What the task requires: Extract the entries below verbatim, everything from the first line of the entries down to the line containing "53,464,125,518", with both ends included.

Supplied information:
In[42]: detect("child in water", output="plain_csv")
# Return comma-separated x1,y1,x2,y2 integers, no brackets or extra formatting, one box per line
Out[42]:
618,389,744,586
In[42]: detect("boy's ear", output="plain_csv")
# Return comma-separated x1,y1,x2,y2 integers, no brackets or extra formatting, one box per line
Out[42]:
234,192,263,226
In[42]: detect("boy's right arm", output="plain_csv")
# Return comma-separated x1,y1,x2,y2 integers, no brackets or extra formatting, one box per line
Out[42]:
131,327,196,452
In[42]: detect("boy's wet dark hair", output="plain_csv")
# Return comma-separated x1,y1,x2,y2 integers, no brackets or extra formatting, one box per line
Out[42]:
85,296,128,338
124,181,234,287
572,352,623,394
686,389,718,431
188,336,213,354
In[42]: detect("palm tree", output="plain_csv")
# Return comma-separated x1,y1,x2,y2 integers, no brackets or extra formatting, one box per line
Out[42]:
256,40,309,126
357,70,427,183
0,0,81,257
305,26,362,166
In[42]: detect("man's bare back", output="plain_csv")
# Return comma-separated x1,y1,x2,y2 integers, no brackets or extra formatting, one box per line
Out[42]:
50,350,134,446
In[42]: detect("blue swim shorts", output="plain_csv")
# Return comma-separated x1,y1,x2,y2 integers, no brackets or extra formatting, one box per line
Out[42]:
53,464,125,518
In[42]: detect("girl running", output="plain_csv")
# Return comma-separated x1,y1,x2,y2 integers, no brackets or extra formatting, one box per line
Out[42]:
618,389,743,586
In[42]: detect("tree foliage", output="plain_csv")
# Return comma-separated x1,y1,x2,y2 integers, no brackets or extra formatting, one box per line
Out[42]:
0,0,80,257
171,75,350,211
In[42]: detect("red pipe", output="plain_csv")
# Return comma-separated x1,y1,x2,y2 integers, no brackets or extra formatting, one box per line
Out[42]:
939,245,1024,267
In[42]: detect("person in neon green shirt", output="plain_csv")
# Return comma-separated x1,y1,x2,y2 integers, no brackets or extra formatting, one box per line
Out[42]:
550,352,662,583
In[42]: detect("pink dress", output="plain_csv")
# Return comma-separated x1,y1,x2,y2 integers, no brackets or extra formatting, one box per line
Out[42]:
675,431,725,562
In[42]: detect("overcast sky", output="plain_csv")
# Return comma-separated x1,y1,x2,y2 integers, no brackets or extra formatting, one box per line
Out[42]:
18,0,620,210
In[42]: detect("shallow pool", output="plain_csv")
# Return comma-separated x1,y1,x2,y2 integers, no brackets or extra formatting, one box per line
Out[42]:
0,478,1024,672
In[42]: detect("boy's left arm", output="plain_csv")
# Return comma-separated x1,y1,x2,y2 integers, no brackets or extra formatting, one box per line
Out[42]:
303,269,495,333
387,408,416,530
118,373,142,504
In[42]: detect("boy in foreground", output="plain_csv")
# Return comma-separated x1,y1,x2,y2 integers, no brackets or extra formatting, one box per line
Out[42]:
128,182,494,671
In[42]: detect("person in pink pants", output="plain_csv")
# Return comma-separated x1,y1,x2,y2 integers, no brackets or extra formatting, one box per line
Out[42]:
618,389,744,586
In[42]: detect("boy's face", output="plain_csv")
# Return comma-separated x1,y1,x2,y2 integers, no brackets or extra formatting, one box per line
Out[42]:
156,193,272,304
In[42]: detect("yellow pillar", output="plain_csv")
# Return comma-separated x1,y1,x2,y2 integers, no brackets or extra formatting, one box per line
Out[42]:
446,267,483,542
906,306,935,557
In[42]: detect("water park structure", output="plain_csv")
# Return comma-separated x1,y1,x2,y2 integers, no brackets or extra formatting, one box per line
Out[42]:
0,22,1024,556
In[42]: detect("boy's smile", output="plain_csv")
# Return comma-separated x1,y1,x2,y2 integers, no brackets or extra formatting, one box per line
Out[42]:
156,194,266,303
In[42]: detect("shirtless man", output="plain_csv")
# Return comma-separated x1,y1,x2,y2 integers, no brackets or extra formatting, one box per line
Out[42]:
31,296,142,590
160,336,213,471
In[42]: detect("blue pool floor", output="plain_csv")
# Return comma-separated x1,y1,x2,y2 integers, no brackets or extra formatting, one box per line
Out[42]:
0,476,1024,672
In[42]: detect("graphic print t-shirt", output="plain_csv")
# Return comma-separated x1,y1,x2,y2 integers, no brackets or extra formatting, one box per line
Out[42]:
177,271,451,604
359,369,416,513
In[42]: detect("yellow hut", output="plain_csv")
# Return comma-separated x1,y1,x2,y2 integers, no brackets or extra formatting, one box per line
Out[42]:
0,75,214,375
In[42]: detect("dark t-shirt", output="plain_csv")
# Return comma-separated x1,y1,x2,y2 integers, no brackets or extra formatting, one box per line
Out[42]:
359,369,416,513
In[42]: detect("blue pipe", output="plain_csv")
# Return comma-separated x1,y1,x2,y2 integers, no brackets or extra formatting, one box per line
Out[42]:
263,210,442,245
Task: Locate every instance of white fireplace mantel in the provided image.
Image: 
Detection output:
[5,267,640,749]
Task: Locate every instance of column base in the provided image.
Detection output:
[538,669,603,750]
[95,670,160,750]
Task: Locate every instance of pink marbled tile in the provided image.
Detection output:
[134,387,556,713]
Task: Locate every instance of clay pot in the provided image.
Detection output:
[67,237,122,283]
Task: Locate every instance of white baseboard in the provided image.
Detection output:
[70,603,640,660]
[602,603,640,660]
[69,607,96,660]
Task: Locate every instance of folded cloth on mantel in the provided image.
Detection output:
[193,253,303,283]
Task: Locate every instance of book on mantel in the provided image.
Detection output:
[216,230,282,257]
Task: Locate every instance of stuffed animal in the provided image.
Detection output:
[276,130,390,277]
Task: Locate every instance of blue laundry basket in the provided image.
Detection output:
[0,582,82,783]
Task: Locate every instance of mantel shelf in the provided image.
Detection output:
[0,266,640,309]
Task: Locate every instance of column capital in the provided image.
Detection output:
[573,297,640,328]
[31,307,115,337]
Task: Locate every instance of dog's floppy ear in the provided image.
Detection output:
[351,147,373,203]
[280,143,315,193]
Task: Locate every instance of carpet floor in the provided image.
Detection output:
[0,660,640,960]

Task result:
In[42]: detect("child in water", output="plain_csv")
# Return comma-separated x1,y1,x2,y2 integers, no brackets or extra formatting, one box per line
Out[42]:
618,389,744,586
In[42]: detect("boy's ear", output="plain_csv")
# Return comma-separated x1,y1,x2,y2 integers, no brackets or extra formatting, one box per line
Out[42]:
234,192,263,226
In[42]: detect("boy's right arm", output="plain_csv")
# Return comma-separated x1,y1,x2,y2 integers, no brackets or extra formatting, one box per line
Out[42]:
131,327,196,452
In[42]: detect("boy's wet dark hair", output="plain_csv")
# Return comma-separated x1,y1,x2,y2 integers, no brackets or extra formatting, one box per line
Out[42]:
85,296,128,338
124,181,234,287
572,352,623,394
686,389,718,431
188,336,213,354
In[42]: detect("palm tree", output="plain_csv")
# Return comma-separated x1,y1,x2,y2 integers, no brackets or extra formatting, one box per line
Out[42]:
256,40,309,126
357,70,427,183
0,0,81,257
305,26,362,166
In[42]: detect("man's bare back", output="plain_csv")
# Return comma-separated x1,y1,x2,y2 integers, no brackets or extra formatting, one box per line
Out[42]:
50,350,134,446
In[42]: detect("blue swim shorts", output="plain_csv")
# Return comma-separated x1,y1,x2,y2 integers, no brackets or extra formatting, one box per line
Out[42]:
53,464,125,518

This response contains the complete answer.